◆ WHAT YOU WILL DO ◆
Decide whether each statement agrees with the market review below, answering yes or no and quoting the review's deciding words exactly. (a) Foreigners were net sellers during the week. (b) The benchmark index closed the week at 31,666 points. (c) UBL and MCB are among the announcements scheduled for next week.

Losing streak continues as investors’ sentiments dampen; result announcements eyed
Pakistan Stock Exchange (PSX) extended its 4th week of losing streak. Investors’ sentiments were dampened by high inflation rate and poor corporate results, as they overlooked numerous positives. The positives included government backed Sadiq Sanjrani’s surprise win in the Senate vote and resumption of military sales from the United States. The benchmark index lost 437 points or 1.36%WoW to close the week ended 2nd August at 31,666 points. Based on NCCPL data, foreigners remained net buyers amounting to US$3.4 million, as against this Mutual Funds emerged net seller of US$4.8 million.
Key news flows impacting the market during the week included: 1) Senate Chairman, Sadiq Sanjrani surviving no-confidence move on Thursday, despite opposition enjoying majority in the upper house, 2) headline inflation for July 2019 hitting a 6-year high of 10.34%YoY as against 8.89%YoY for June 2019 and 5.83%YoY for July last year, 3) US administration resuming US$125 million military sales for Pakistan, practically ending a freeze on military assistance to the country, 4) the GoP planning to issue another PkR200 billion Energy Sukuk in third week of August in a bid to reduce outstanding energy sector’s circular debt, 5) the GoP raising US$500 million through an Islamic syndicated loan provided by a consortium of 12 banks and 6) the GoP working on the new ‘Pakistan Oil Refining and Marketing Policy 2019’, under which it is likely to scrap deemed duty on HSD sale and introduce refinery margins for oil refineries. Top performers of week included APL, FATIMA and POL, while ASTL, HASCOL and EFOODS remained the worst performers.
Positives both on the macro (formal entry into the IMF program, stability in Rupee, tightening cycle nearing its end, fiscal reforms starting to yield results) and on the political front (Imran Khan’s successful visit to the US and surprise win of the government-backed Chairman Senate’s survival) are hard to ignore. Other strong catalysts include: 1) avoidance of blacklisting in next FATF review, 2) upside earnings surprises though less likely and 3) positive surprises on inflation, CAD and budget deficit numbers have the potential to trigger a rally. However, near term market performance might closely follow result announcements. Major announcements scheduled for next week include UBL, MCB, EFERT, EPCL and AGP.
The high CPI rate negates the effectiveness of pre-emptive rate hikes by the State Bank of Pakistan (SBP) as the latest monthly data shows headline inflation hitting a six-year high of 10.32%YoY in July 2019 as against 8.89%YoY in June 2019 and 5.83%YoY in July last year. Sequentially, the CPI index jumped 2.28%MoM. The key contributory factors were one-off utility rate adjustments (27% contribution to overall increase), recently announced budgetary measures (contributing 23%), quarterly housing rent adjustment (18%) and rising fuel prices (9%), pushing monthly inflation reading to a multi-year high. While the headline inflation has significantly risen and will continue to remain high over the next few months, pro-active monetary tightening and tight parallel fiscal policy provide meaningful room to SBO to hold interest rates steady. That said, public debt management in the backdrop of a bar on federal government borrowing from the central bank could complicate the monetary policy setting. The upcoming inflation readings remain critical in determining the monetary policy outlook.

◆ ITEMS ◆

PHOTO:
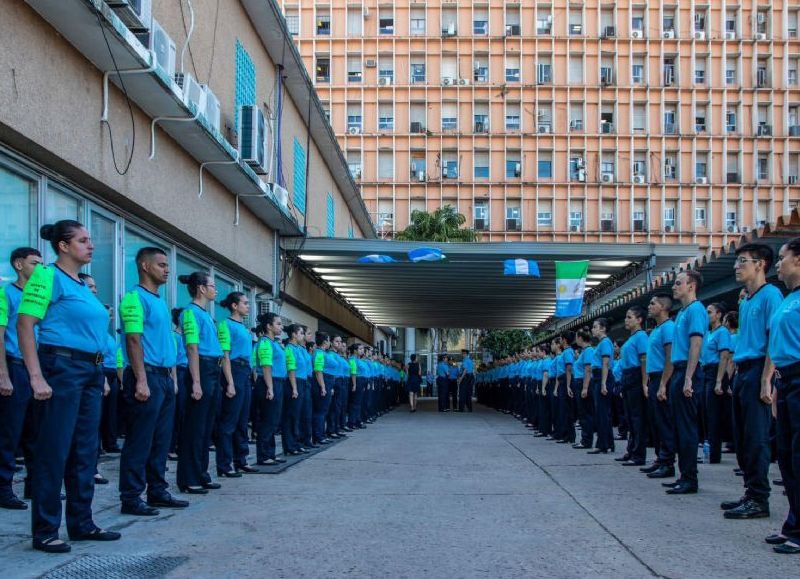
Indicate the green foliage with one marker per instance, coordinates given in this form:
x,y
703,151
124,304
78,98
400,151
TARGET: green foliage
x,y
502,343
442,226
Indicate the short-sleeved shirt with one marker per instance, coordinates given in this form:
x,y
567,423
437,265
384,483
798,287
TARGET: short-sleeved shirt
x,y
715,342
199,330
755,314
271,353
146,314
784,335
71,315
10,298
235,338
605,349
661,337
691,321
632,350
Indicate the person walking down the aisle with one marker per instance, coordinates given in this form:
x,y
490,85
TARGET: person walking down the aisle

◆ EXERCISE ANSWER ◆
(a) No: "foreigners remained net buyers amounting to US$3.4 million"
(b) Yes: "close the week ended 2nd August at 31,666 points"
(c) Yes: "Major announcements scheduled for next week include UBL, MCB, EFERT, EPCL and AGP."